> **GIVEN EXERCISE**: Select and copy each line of the data below in which the word "coat" appears.
☆ ☆ ☆ ☆ ☆ ☆ ☆
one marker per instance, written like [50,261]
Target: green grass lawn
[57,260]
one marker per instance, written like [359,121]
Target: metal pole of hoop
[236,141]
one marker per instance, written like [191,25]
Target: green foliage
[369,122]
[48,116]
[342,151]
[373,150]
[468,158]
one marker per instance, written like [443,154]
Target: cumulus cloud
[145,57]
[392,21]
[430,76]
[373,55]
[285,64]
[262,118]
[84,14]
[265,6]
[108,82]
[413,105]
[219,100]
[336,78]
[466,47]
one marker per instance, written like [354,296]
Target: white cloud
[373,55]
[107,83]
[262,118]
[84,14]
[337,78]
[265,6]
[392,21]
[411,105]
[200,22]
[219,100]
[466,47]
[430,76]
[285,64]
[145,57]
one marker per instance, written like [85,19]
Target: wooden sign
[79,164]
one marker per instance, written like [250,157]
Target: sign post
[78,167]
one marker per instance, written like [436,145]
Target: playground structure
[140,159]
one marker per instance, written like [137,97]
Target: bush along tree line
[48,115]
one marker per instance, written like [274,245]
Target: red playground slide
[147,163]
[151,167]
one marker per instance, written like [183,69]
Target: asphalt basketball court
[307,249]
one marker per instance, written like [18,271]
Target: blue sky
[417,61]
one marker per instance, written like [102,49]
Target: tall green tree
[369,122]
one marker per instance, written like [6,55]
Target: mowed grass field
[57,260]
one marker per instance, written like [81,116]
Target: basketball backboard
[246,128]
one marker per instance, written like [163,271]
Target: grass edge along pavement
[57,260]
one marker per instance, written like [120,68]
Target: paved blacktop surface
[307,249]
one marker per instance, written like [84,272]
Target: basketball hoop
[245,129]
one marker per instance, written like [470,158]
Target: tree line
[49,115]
☆ ☆ ☆ ☆ ☆ ☆ ☆
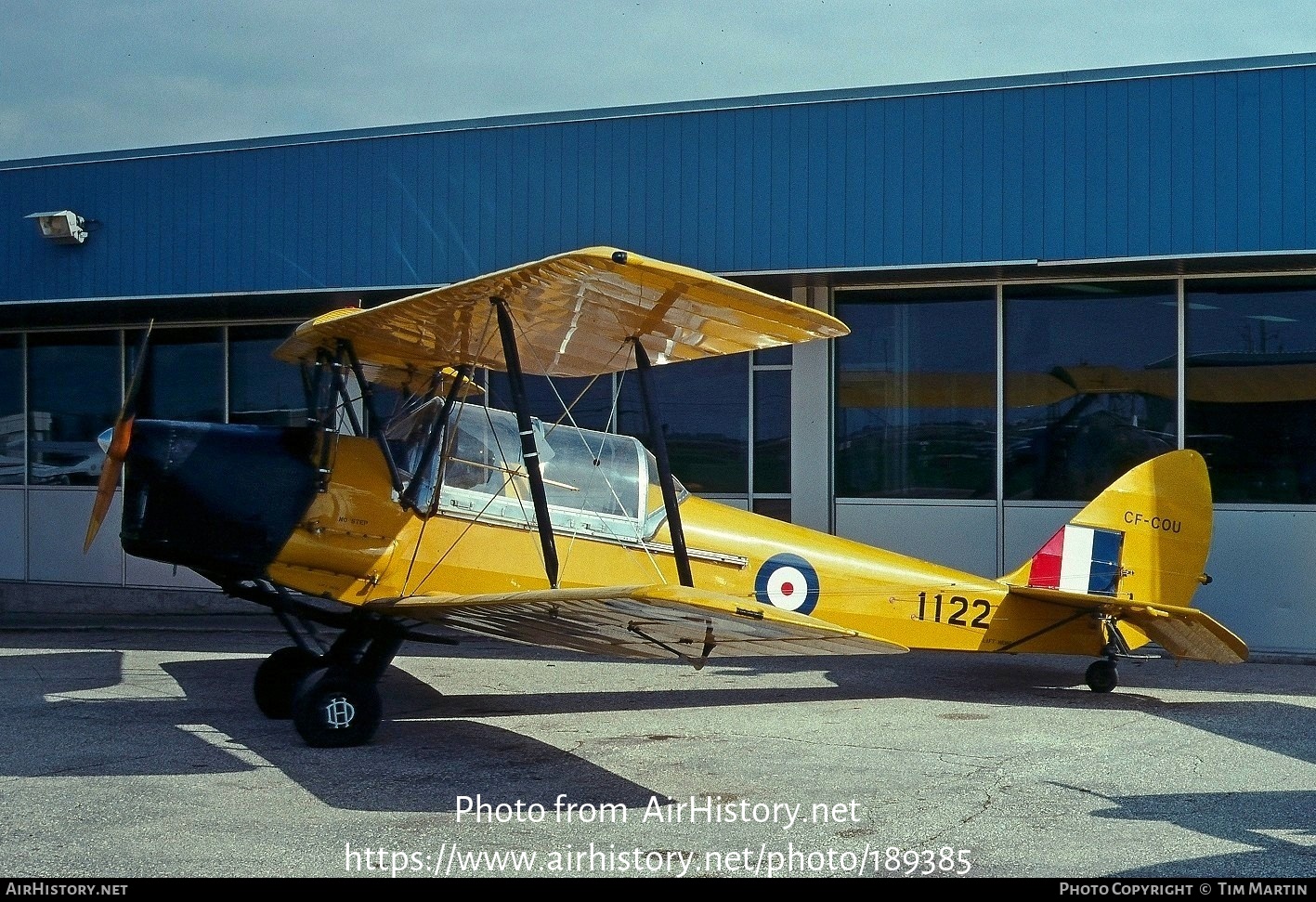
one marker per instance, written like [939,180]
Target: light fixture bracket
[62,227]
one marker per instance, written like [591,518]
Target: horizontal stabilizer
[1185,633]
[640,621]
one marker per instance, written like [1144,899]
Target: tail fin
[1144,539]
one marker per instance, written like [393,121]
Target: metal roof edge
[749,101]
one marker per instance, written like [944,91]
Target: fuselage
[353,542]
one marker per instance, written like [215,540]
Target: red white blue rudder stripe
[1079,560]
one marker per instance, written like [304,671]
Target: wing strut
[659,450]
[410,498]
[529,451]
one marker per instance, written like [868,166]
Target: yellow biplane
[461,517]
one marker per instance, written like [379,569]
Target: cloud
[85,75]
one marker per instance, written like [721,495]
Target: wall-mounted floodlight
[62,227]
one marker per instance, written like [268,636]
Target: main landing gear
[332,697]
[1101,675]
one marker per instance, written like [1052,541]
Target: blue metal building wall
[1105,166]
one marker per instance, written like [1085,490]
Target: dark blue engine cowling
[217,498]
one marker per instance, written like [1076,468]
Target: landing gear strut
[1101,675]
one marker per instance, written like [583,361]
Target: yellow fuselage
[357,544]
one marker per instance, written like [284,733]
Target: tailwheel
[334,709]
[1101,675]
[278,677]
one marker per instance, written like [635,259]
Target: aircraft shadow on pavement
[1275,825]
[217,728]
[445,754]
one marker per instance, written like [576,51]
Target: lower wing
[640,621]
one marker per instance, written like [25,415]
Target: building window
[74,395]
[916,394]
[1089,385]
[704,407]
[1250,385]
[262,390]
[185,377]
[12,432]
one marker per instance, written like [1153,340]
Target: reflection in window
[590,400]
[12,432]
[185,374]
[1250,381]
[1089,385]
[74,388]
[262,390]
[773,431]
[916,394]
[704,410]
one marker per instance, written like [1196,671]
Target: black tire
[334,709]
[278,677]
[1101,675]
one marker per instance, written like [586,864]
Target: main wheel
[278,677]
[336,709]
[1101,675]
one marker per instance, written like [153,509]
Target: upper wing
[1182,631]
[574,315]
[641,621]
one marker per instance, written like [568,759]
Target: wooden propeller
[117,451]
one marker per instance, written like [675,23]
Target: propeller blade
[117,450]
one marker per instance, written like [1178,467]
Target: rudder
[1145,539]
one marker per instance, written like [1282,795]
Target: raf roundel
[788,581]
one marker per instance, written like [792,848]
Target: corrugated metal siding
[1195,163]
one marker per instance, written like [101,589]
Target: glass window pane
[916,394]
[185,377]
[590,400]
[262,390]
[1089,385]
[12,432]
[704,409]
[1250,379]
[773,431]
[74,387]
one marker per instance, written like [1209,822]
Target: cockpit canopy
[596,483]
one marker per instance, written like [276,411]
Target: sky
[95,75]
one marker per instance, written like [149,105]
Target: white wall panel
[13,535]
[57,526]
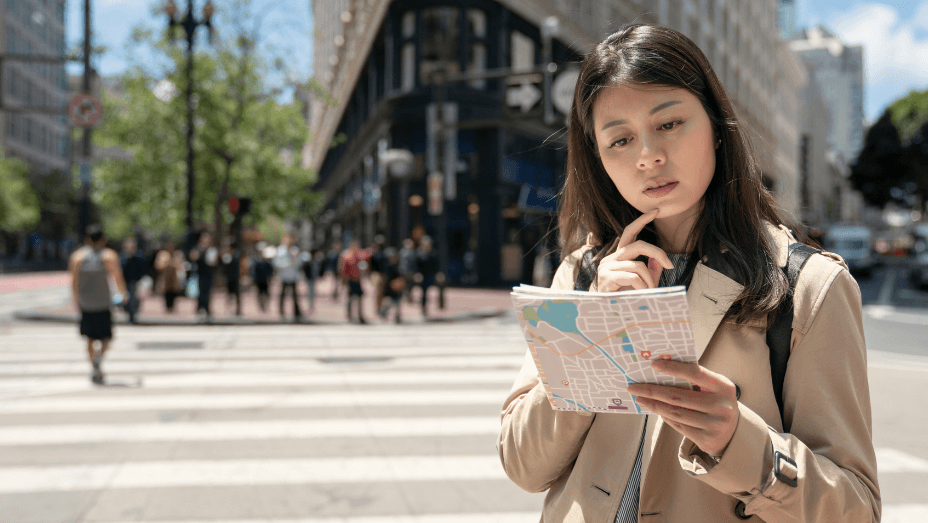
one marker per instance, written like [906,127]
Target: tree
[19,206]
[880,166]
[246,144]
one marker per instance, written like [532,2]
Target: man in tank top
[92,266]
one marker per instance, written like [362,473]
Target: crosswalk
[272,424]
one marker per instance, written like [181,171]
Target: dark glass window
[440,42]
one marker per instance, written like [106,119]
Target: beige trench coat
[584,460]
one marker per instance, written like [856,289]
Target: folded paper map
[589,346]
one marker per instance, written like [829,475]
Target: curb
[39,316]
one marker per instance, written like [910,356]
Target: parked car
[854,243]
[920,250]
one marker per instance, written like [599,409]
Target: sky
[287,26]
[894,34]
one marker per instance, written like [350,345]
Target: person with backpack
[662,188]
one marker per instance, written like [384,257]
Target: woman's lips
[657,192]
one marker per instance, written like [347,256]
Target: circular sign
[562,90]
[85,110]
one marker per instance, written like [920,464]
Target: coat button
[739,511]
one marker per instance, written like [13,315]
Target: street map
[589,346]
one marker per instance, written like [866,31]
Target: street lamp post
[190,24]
☆ ☆ ☆ ☆ ☆ ☆ ☆
> **RESULT OF THIS TASK**:
Target: beige trench coat
Target: coat button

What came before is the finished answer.